* [Excerpt to read]
╭──

Need a fast way to count and sum an iterable in a single pass

Can any one help me? I'm trying to come up with a way to compute
>>> sum_widths = sum(col.width for col in cols if not col.hide)
and also count the number of items in this sum, without having to make two passes over cols.
It seems unbelievable but after scanning the std-lib (built-in functions, itertools, functools, etc), I couldn't even find a function which would count the number of members in an iterable. I found the function itertools.count, which sounds like what I want, but It's really just a deceptively named range function.
After a little thought I came up with the following (which is so simple that the lack of a library function may be excusable, except for its obtuseness):
>>> visable_col_count = sum(col is col for col in cols if not col.hide)
However, using these two functions requires two passes of the iterable, which just rubs me the wrong way.
As an alternative, the following function does what I want:
>>> def count_and_sum(iter):
>>> count = sum = 0
>>> for item in iter:
>>> count += 1
>>> sum += item
>>> return count, sum
The problem with this is that it takes 100 times as long (according to timeit) as the sum of a generator expression form.
If anybody can come up with a simple one-liner which does what I want, please let me know (using Python 3.3).

╰──

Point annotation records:
╭──

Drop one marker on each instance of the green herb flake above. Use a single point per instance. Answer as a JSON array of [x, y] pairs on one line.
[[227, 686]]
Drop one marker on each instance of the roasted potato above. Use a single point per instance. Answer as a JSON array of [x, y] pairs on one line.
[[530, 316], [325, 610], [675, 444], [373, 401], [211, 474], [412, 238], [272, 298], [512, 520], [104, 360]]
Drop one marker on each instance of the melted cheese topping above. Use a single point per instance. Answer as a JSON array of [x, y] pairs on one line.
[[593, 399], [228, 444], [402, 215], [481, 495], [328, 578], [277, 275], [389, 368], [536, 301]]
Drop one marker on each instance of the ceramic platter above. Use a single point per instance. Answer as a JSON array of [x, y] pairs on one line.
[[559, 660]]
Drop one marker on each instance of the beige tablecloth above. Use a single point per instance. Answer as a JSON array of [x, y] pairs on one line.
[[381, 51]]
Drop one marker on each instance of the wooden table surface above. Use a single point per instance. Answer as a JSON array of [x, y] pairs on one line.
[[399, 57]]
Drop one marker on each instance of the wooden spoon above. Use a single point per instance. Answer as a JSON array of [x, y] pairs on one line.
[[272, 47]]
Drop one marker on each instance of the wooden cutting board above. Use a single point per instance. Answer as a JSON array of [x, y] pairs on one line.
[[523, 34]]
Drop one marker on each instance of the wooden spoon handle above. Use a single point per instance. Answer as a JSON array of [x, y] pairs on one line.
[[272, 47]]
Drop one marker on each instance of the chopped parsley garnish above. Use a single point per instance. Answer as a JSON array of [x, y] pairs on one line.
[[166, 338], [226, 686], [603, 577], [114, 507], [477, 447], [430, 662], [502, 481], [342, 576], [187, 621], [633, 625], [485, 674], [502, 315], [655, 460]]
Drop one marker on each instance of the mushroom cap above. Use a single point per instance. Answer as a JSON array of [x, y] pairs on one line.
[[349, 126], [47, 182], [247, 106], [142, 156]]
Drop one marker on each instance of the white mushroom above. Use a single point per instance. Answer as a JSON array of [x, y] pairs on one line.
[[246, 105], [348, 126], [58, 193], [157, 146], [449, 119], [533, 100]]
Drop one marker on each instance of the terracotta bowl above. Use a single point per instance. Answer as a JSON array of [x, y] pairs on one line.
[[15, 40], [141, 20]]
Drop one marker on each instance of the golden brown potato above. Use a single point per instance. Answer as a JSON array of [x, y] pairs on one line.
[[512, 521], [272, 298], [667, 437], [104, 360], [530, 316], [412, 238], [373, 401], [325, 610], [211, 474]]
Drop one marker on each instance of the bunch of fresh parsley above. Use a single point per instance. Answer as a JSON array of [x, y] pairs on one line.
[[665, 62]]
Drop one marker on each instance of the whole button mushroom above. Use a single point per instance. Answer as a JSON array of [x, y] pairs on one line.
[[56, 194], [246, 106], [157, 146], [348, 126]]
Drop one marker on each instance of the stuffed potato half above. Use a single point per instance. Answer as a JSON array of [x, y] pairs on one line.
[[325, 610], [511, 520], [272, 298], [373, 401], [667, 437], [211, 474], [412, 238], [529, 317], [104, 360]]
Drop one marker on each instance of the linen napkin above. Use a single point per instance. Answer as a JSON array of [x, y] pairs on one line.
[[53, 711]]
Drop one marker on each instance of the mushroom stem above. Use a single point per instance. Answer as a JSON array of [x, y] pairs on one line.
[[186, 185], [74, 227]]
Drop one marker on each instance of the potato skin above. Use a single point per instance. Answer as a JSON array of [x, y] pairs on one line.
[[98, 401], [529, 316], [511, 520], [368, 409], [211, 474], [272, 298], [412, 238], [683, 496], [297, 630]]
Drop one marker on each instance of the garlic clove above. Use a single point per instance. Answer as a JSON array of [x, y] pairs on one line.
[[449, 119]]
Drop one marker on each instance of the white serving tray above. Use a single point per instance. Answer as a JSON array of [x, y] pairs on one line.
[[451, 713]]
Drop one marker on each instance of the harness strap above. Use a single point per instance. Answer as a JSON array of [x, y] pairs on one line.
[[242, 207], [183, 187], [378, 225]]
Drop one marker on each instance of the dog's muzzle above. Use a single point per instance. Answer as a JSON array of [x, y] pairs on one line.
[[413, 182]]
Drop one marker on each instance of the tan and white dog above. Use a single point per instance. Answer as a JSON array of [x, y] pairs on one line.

╰──

* [Tasks and exercises]
A - Update the passage of the forum question that opens with "After a little" and closes with "generator expression form.", changing "item" to "value".
B - Summarize the forum question in two sentences.
C - In the forum question, what does the poster say itertools.count really is?

* [Answers in order]
A -
After a little thought I came up with the following (which is so simple that the lack of a library function may be excusable, except for its obtuseness):
>>> visable_col_count = sum(col is col for col in cols if not col.hide)
However, using these two functions requires two passes of the iterable, which just rubs me the wrong way.
As an alternative, the following function does what I want:
>>> def count_and_sum(iter):
>>> count = sum = 0
>>> for value in iter:
>>> count += 1
>>> sum += value
>>> return count, sum
The problem with this is that it takes 100 times as long (according to timeit) as the sum of a generator expression form.

B - The poster wants to sum the widths of the non-hidden columns and also count them in a single pass, but found no standard-library function for counting the members of an iterable. A hand-written loop does both in one pass but takes about 100 times as long as a generator-expression sum, so the poster asks for a simple one-liner in Python 3.3.

C - A deceptively named range function.